== Metin Bölümü ==
Sürüngenlerin Genel Özellikleri
Classis: Reptilia (Sürüngenler)
Sürüngenlerin Başlıca Özellikleri:
Bugün yaşayanlar göz önüne alınırsa sürüngenlerin genel özellikleri şöyle özetlenebilir:
1. Sürüngenler, Omurgalıların “Tetrapoda” denen “4 bacaklılar” yahut “kara omurgalıları” grubunun 2’nci sınıfını teşkil ederler. Her bir bacakta 5 parmak ve parmak uçlarında keratin yapısında tırnaklar bulunur. Fakat yılanlarda, fosil formlar da dahil olmak üzere ayak bulunmaz. Grubun daha eski atasal formlarında ayaklar olduğu, bazı cinslerinde arka ayak kalıntılarından anlaşılır (Örneğin Boa Yılanları: Boa, Eryx). Bacakların bulunmayışı bazı kertenkele cinslerinden de bilinir (Örneğin Oluklu Kertenkele, Ophisaurus). Ama yılanlarda bile bacağın sonradan kaybolduğu kabul edilebilir. Yani yılanlar da bacaklı atadan türemişler, sonradan bacaklarını kaybetmişlerdir. Bugün dahi ilksel yılanlarda arka bacak kalıntıları mevcuttur.
2. Sürüngenler, “Amniota” denen grubun 1’nci sınıfını oluştururlar. Diğer bir deyişle, embriyolarında embriyoyu saran bir Amnion Zarı’na sahiptirler .

== Yapılacak İş ==
Sürüngenlerin genel özelliklerini anlatan metni, son cümlesinden sonra gelecek biçimde sürdürün.

== Sağlanan Veriler ==

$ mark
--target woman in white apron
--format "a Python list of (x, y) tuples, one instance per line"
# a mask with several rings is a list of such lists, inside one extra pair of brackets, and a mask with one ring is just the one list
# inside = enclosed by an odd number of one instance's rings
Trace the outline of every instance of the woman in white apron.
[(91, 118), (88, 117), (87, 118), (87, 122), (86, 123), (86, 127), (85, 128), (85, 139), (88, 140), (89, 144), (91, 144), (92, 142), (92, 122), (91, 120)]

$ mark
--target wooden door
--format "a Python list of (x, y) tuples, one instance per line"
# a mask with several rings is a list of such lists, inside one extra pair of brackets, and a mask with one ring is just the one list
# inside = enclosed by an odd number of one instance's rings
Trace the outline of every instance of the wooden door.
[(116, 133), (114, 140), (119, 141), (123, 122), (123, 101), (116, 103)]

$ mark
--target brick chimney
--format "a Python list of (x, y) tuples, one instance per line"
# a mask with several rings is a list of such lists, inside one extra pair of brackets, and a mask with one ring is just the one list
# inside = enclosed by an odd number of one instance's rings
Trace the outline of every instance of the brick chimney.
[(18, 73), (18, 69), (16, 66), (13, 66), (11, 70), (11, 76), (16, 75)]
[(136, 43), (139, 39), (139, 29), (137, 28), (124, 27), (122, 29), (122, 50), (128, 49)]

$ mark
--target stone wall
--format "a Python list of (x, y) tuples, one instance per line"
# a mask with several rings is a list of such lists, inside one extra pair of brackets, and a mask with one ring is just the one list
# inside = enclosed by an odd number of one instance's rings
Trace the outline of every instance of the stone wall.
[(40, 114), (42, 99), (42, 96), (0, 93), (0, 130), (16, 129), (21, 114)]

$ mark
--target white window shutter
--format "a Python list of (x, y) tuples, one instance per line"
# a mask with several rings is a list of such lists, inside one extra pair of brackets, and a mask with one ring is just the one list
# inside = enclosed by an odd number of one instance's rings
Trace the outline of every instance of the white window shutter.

== Yazılı Yanıt ==
3. Bütün Amniota grubunda olduğu gibi erginlerinde boşaltım organı olarak Metanefroz (Metanefros) Tip böbrek, embriyolarında ise Mezonefroz (Mesonefros) tip böbrek bulunur. Bununla beraber Anamniotlarda erginde iş gören böbrek tipi Mezonefroz tip olup, bunların larva yahut embriyolarında ise Pronefroz (Pronefros) tip böbrek iş görür
4. İlksel bir özellik olarak Amphibia’da olduğu gibi hala çift aorta yayı vardır. Kalpleri 3 gözlü kalp ile 4 gözlü kalp arasında bir yapı gösterir. Genel olarak kalpleri 2 Atrium ve tam olmayan interventrikular septum ile kısmen ikiye bölünmüş bir ventrikulus içerir. Timsahlarda ventrikulustaki bu bölünme tamdır, ancak çok küçük bir delik, Foramen Panizzae ile sağ ve sol ventrikuluslar bağlantılıdır: kalbin sağındaki kirli ve solundaki temiz kan bir dereceye kadar karışır. Bu nedenle sürüngenlerin tamamı “Poikilotherm” (vücut sıcaklığı çevre sıcaklığına göre değişen, soğukkanlı) hayvanlardır. Alyuvarları nukleuslu ve oval şekillidir.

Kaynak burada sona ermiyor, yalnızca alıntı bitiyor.